- _Given exercise_
Copy out the rows below word for word, from the line containing "of the girl's" through the last of the rows.

- _Material provided_
◆ ◆ ◆ ◆ ◆
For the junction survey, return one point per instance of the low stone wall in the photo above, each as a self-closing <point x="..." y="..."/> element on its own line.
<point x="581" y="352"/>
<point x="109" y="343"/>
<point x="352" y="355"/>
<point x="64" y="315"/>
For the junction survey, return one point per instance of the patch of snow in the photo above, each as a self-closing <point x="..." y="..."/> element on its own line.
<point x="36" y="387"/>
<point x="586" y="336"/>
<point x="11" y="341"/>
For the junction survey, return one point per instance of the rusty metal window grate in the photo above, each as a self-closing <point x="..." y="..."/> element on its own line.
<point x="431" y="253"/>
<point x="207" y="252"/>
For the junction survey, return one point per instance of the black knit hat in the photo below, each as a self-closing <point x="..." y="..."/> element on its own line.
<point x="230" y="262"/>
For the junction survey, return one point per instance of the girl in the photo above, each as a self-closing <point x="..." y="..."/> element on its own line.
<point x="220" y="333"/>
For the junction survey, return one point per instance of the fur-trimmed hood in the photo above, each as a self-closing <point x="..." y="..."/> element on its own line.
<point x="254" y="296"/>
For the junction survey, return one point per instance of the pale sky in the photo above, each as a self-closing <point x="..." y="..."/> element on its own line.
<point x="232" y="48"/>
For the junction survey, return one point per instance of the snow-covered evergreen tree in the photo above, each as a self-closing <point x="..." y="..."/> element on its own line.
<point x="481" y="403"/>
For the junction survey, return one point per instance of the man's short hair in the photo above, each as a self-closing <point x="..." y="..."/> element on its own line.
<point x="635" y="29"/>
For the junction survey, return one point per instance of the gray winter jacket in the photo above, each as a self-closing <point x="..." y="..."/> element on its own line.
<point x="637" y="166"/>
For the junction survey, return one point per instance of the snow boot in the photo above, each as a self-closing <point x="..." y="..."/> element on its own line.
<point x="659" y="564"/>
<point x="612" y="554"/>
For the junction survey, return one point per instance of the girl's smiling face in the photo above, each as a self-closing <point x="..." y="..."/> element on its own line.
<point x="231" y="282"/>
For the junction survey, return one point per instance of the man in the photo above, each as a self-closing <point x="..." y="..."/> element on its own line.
◆ ◆ ◆ ◆ ◆
- _Problem solution_
For the junction survey, return one point per instance of the girl's smiling face in the photo above, each as a self-closing <point x="..." y="..."/> element on its own line.
<point x="231" y="282"/>
For the junction survey, return one point per instance of the man in the photo above, each as a self-closing <point x="..." y="..."/> element on its own line.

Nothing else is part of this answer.